What you should do: Set out the items below as a Markdown table with the columns Row and Line, giving each line its own numbered row and skipping blank lines. Leave the pictures out.

Input data:

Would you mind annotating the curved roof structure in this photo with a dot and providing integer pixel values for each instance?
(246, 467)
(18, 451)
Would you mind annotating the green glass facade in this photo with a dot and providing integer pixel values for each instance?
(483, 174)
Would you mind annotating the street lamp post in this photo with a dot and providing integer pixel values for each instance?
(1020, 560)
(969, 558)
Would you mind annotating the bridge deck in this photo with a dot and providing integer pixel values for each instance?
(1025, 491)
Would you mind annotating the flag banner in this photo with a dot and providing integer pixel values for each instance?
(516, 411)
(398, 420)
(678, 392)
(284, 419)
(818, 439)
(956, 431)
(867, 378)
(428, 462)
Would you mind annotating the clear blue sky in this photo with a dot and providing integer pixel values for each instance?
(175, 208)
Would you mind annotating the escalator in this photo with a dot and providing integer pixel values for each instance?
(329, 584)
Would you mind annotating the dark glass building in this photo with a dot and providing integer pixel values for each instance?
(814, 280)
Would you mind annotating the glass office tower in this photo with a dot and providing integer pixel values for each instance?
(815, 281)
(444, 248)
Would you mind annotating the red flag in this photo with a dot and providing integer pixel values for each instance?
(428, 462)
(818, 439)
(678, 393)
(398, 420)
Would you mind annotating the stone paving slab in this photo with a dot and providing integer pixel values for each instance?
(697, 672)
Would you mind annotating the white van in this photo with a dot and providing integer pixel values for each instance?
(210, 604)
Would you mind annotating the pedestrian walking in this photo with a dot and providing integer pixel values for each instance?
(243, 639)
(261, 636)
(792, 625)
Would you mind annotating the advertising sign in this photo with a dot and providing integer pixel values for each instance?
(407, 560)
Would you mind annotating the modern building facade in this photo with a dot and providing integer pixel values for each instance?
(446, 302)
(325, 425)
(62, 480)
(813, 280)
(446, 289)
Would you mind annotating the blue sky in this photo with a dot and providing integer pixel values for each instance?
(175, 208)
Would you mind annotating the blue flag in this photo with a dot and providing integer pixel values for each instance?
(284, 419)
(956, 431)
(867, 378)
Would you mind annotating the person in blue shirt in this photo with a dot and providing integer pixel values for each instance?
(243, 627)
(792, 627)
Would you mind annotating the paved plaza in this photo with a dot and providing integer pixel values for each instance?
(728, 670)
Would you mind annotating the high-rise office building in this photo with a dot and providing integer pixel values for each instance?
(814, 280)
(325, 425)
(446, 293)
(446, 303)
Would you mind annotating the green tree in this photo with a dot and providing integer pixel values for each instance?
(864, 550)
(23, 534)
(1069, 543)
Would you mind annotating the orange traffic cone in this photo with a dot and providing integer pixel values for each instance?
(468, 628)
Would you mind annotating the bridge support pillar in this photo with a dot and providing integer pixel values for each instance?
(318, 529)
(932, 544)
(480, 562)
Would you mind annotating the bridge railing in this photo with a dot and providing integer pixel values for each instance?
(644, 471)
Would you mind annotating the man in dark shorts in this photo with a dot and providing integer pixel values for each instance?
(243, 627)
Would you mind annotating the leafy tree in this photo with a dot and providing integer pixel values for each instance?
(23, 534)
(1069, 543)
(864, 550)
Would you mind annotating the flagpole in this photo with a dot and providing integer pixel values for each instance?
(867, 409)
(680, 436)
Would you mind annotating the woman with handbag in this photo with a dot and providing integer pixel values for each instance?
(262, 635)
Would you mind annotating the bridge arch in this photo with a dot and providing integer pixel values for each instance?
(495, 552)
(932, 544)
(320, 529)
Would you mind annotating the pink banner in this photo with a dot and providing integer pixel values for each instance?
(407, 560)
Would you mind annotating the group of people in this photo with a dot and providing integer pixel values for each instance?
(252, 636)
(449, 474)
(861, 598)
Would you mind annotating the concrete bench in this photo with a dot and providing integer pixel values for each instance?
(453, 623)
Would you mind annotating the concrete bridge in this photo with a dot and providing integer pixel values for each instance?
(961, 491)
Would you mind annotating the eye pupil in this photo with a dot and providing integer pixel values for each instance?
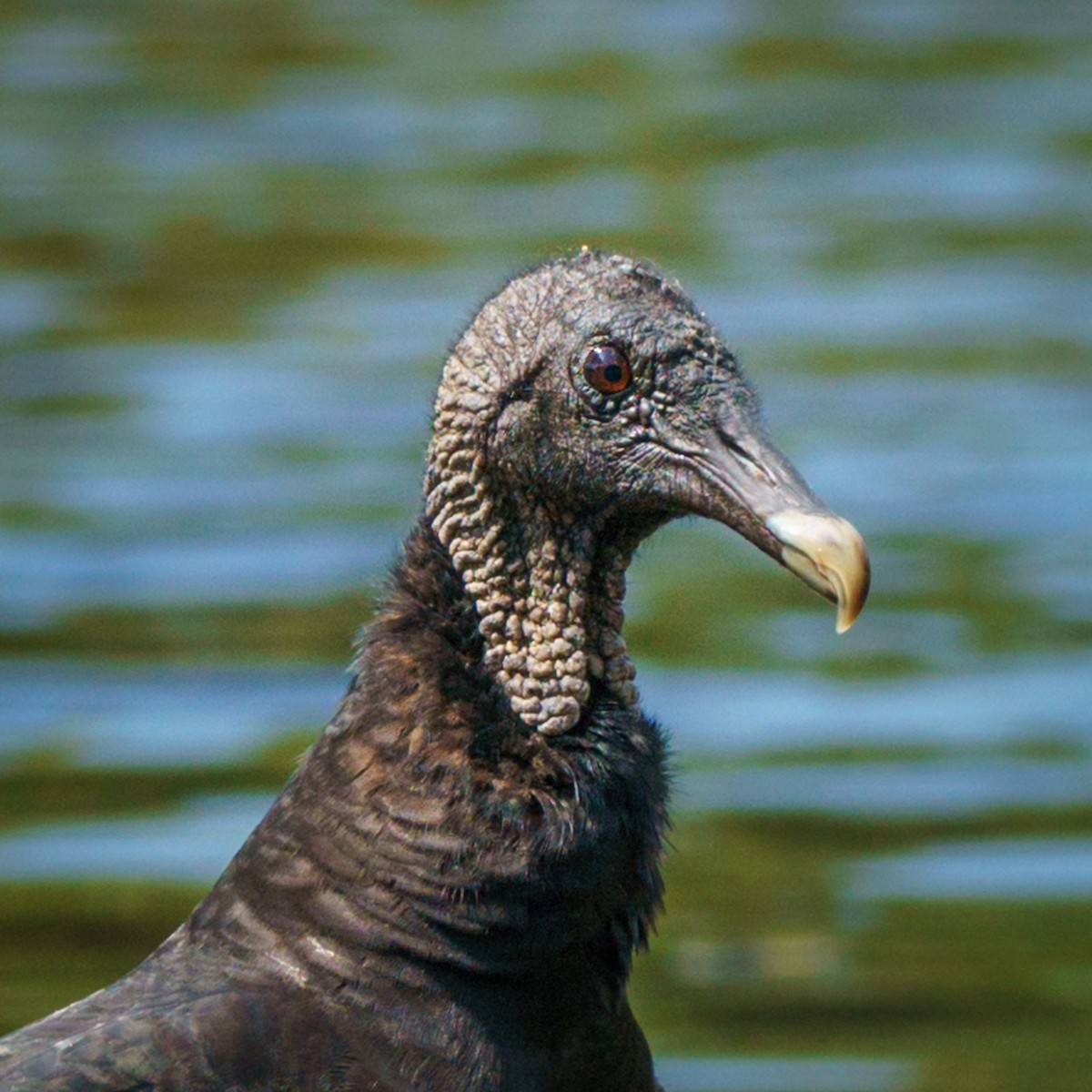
(607, 370)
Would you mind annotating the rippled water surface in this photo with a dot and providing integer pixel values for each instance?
(235, 243)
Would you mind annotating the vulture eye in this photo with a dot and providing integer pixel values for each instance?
(607, 369)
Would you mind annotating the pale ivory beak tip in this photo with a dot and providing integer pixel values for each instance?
(829, 555)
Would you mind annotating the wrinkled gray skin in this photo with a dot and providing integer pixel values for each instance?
(448, 894)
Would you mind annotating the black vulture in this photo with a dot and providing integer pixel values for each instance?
(448, 894)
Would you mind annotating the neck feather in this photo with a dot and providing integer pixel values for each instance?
(547, 588)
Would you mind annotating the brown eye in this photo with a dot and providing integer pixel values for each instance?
(607, 370)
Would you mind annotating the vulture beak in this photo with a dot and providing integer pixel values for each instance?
(749, 485)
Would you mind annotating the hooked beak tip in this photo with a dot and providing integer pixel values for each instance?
(829, 555)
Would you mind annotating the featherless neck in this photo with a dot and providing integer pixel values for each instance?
(546, 588)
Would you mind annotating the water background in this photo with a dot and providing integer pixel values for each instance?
(235, 243)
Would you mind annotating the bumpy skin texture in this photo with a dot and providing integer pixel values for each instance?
(448, 894)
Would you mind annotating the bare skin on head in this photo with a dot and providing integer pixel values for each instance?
(448, 894)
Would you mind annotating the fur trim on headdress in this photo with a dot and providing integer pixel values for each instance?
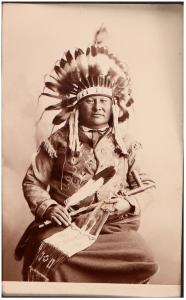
(95, 71)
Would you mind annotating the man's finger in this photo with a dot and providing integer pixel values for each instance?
(64, 211)
(111, 201)
(62, 217)
(55, 220)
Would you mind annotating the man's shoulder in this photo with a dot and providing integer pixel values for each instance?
(59, 138)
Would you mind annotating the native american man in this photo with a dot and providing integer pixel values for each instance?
(87, 185)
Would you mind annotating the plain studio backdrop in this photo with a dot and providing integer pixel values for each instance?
(148, 37)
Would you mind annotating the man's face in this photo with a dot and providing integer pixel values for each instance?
(95, 111)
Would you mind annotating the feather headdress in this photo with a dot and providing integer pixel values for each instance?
(79, 74)
(95, 71)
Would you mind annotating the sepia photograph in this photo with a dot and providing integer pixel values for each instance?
(92, 133)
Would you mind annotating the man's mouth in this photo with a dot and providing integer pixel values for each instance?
(97, 115)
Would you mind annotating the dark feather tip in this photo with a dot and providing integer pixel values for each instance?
(88, 51)
(69, 56)
(62, 63)
(80, 51)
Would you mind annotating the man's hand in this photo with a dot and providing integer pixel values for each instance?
(58, 215)
(120, 205)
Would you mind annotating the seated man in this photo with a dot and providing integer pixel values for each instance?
(87, 185)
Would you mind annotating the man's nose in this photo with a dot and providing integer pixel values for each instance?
(97, 105)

Task answer:
| Row | Line |
|---|---|
| 1 | Would you mind annotating the curved roof structure in this photo with a dot and providing integer pixel values for each instance? |
| 2 | (246, 467) |
| 3 | (18, 451) |
| 4 | Would you mind annotating the green glass facade in this photo with a dot and providing integer pixel values for each instance? |
| 5 | (483, 174) |
| 6 | Would you mind annotating the street lamp post in this photo with a dot and providing integer pixel values for each instance? |
| 7 | (1020, 560) |
| 8 | (969, 558) |
| 9 | Would you mind annotating the bridge deck in this photo with a dot and providing integer pixel values for each instance? |
| 10 | (1025, 491) |
| 11 | Would you mind annotating the flag banner in this photo with a dot and providing integer pixel values for each instance? |
| 12 | (516, 411) |
| 13 | (398, 420) |
| 14 | (678, 392) |
| 15 | (284, 419) |
| 16 | (818, 439) |
| 17 | (956, 431) |
| 18 | (867, 378) |
| 19 | (428, 462) |
| 20 | Would you mind annotating the clear blue sky in this photo with a dot and providing integer pixel values for each instance? |
| 21 | (175, 208) |
| 22 | Would you mind annotating the escalator in this photo with a dot and providing integer pixel values for each instance? |
| 23 | (329, 584) |
| 24 | Would you mind annotating the dark glass building in this photo with a dot and providing integer pixel values for each instance? |
| 25 | (814, 280) |
| 26 | Would you mind annotating the glass office tower in this photo with a dot and providing integer pixel values for each instance? |
| 27 | (815, 281) |
| 28 | (444, 248) |
| 29 | Would you mind annotating the red flag in this photo with a dot and providing integer pixel values for each instance? |
| 30 | (428, 462) |
| 31 | (818, 439) |
| 32 | (678, 393) |
| 33 | (398, 420) |
| 34 | Would you mind annotating the stone paving slab in this photo with a dot and providing integer pixel values for each instance? |
| 35 | (697, 672) |
| 36 | Would you mind annotating the white van in this photo with a dot and providing integer pixel values for each instance? |
| 37 | (210, 604) |
| 38 | Would you mind annotating the pedestrian walking in this photo with a dot and providing integer pixel values for each instance? |
| 39 | (243, 639) |
| 40 | (261, 636) |
| 41 | (792, 625) |
| 42 | Would you mind annotating the advertising sign in this photo with a dot and providing integer pixel values for each instance? |
| 43 | (407, 560) |
| 44 | Would you mind annotating the modern building facade in this photo with a dot and providing integer pixel values for each instance? |
| 45 | (446, 302) |
| 46 | (325, 425) |
| 47 | (62, 480) |
| 48 | (813, 280) |
| 49 | (446, 289) |
| 50 | Would you mind annotating the blue sky in this photo with a dot and providing integer pixel values for each instance? |
| 51 | (175, 208) |
| 52 | Would you mind annotating the blue flag in this photo with a dot and providing integer pixel values for each instance? |
| 53 | (284, 419) |
| 54 | (956, 431) |
| 55 | (867, 378) |
| 56 | Would you mind annotating the person in blue shirt in this photo with a dot and providing integer pixel values for each instance? |
| 57 | (243, 627) |
| 58 | (792, 627) |
| 59 | Would you mind annotating the paved plaza in this photo with a dot and providing integer pixel values for each instance? |
| 60 | (728, 670) |
| 61 | Would you mind annotating the high-rise office building in this photo with a dot and providing integer pixel values for each instance? |
| 62 | (814, 280) |
| 63 | (325, 425) |
| 64 | (446, 293) |
| 65 | (446, 303) |
| 66 | Would you mind annotating the green tree in this photo with a dot and providing integer pixel values for each instance? |
| 67 | (864, 550) |
| 68 | (23, 534) |
| 69 | (1069, 543) |
| 70 | Would you mind annotating the orange traffic cone in this photo with a dot and providing integer pixel values for each instance? |
| 71 | (468, 628) |
| 72 | Would you mind annotating the bridge support pillar in this photo with a dot and providing integer pixel values for each instance? |
| 73 | (318, 529) |
| 74 | (932, 544) |
| 75 | (480, 562) |
| 76 | Would you mind annotating the bridge railing in this photo with a dot and providing integer pixel values for each instance? |
| 77 | (644, 471) |
| 78 | Would you mind annotating the man in dark shorts in this photo with a dot and providing integer pixel values for each instance? |
| 79 | (243, 627) |
| 80 | Would you mind annotating the leafy tree in this photo with a dot and providing integer pixel values for each instance? |
| 81 | (23, 534) |
| 82 | (1069, 543) |
| 83 | (864, 550) |
| 84 | Would you mind annotating the flagpole in this photo with a dot and providing integer pixel values for each instance? |
| 85 | (867, 409) |
| 86 | (680, 436) |
| 87 | Would you mind annotating the woman with handbag in this photo with a dot and providing integer pixel values for each instance? |
| 88 | (262, 635) |
| 89 | Would you mind annotating the bridge arch in this photo with a dot and providing integer pixel values for each instance? |
| 90 | (495, 552) |
| 91 | (932, 544) |
| 92 | (320, 529) |
| 93 | Would you mind annotating the pink banner in this photo with a dot and providing integer pixel values for each instance? |
| 94 | (407, 560) |
| 95 | Would you mind annotating the group of people in this photo with a dot and providing integer pixel values for each instance? |
| 96 | (252, 636) |
| 97 | (449, 474) |
| 98 | (861, 598) |
| 99 | Would you mind annotating the concrete bench in this photo with a dot and providing integer pixel values for each instance? |
| 100 | (453, 623) |
| 101 | Would you mind annotating the concrete bridge in this photo with a dot and providing integer pixel values for each instance? |
| 102 | (961, 491) |
| 103 | Would you mind annotating the eye pupil in this photo with a dot and providing integer pixel values for each instance? |
| 104 | (607, 370) |
| 105 | Would you mind annotating the rippled water surface in this photo with a dot and providing integer pixel values for each instance? |
| 106 | (235, 243) |
| 107 | Would you mind annotating the vulture eye in this photo with a dot and providing integer pixel values for each instance? |
| 108 | (607, 369) |
| 109 | Would you mind annotating the pale ivory beak tip in this photo with a dot and providing integer pixel values for each instance? |
| 110 | (829, 555) |
| 111 | Would you mind annotating the wrinkled gray skin in this photo with a dot and providing integer pixel values for each instance? |
| 112 | (448, 894) |
| 113 | Would you mind annotating the black vulture in this photo with a dot and providing integer pixel values for each instance? |
| 114 | (448, 894) |
| 115 | Would you mind annotating the neck feather in this photo with a dot and providing integer pixel values for each instance? |
| 116 | (547, 588) |
| 117 | Would you mind annotating the brown eye in this photo with a dot and providing integer pixel values for each instance? |
| 118 | (607, 370) |
| 119 | Would you mind annotating the vulture beak in this photo with a dot and providing integer pixel values for each instance? |
| 120 | (749, 485) |
| 121 | Would you mind annotating the hooked beak tip in this photo with a dot and providing integer pixel values for each instance? |
| 122 | (829, 555) |
| 123 | Would you mind annotating the featherless neck in this photo with a dot and providing integer pixel values for each instance? |
| 124 | (546, 588) |
| 125 | Would you mind annotating the water background in this photo with a dot and providing integer pixel values for each instance? |
| 126 | (235, 243) |
| 127 | Would you mind annotating the bumpy skin texture in this photo with a dot and providing integer pixel values for each instance? |
| 128 | (448, 894) |
| 129 | Would you mind annotating the bare skin on head in this photo with a dot and providing integer pixel values for each instance? |
| 130 | (448, 894) |
| 131 | Would you mind annotating the fur trim on headdress in this photo with a dot and providing integer pixel values for each instance? |
| 132 | (95, 71) |
| 133 | Would you mind annotating the man's finger in this photo with a dot and providing integer pixel values for each instance? |
| 134 | (64, 211) |
| 135 | (111, 201) |
| 136 | (62, 217) |
| 137 | (55, 220) |
| 138 | Would you mind annotating the man's shoulder in this photo with a dot and providing integer pixel values for each instance? |
| 139 | (59, 138) |
| 140 | Would you mind annotating the native american man in this photo with a dot and providing integer pixel values for each instance? |
| 141 | (87, 185) |
| 142 | Would you mind annotating the plain studio backdrop in this photo with a dot and providing integer pixel values for each instance? |
| 143 | (148, 37) |
| 144 | Would you mind annotating the man's face in this photo with a dot and providing integer pixel values for each instance? |
| 145 | (95, 111) |
| 146 | Would you mind annotating the feather headdress in this photo with a dot and providing integer pixel values for each instance? |
| 147 | (79, 74) |
| 148 | (95, 71) |
| 149 | Would you mind annotating the sepia photograph in this photo with a dot and providing integer pixel values for each instance? |
| 150 | (92, 133) |
| 151 | Would you mind annotating the man's mouth in this photo with a dot and providing integer pixel values for each instance? |
| 152 | (97, 115) |
| 153 | Would you mind annotating the dark feather tip in this photo with a dot and providing integer pixel values for each instance? |
| 154 | (88, 51) |
| 155 | (69, 56) |
| 156 | (62, 63) |
| 157 | (80, 51) |
| 158 | Would you mind annotating the man's hand in this photo with a dot and providing integer pixel values for each instance? |
| 159 | (58, 215) |
| 160 | (120, 205) |
| 161 | Would you mind annotating the seated man in this photo with a dot and providing integer pixel values for each instance? |
| 162 | (87, 185) |
| 163 | Would you mind annotating the man's nose in this photo with a dot and providing integer pixel values for each instance? |
| 164 | (97, 105) |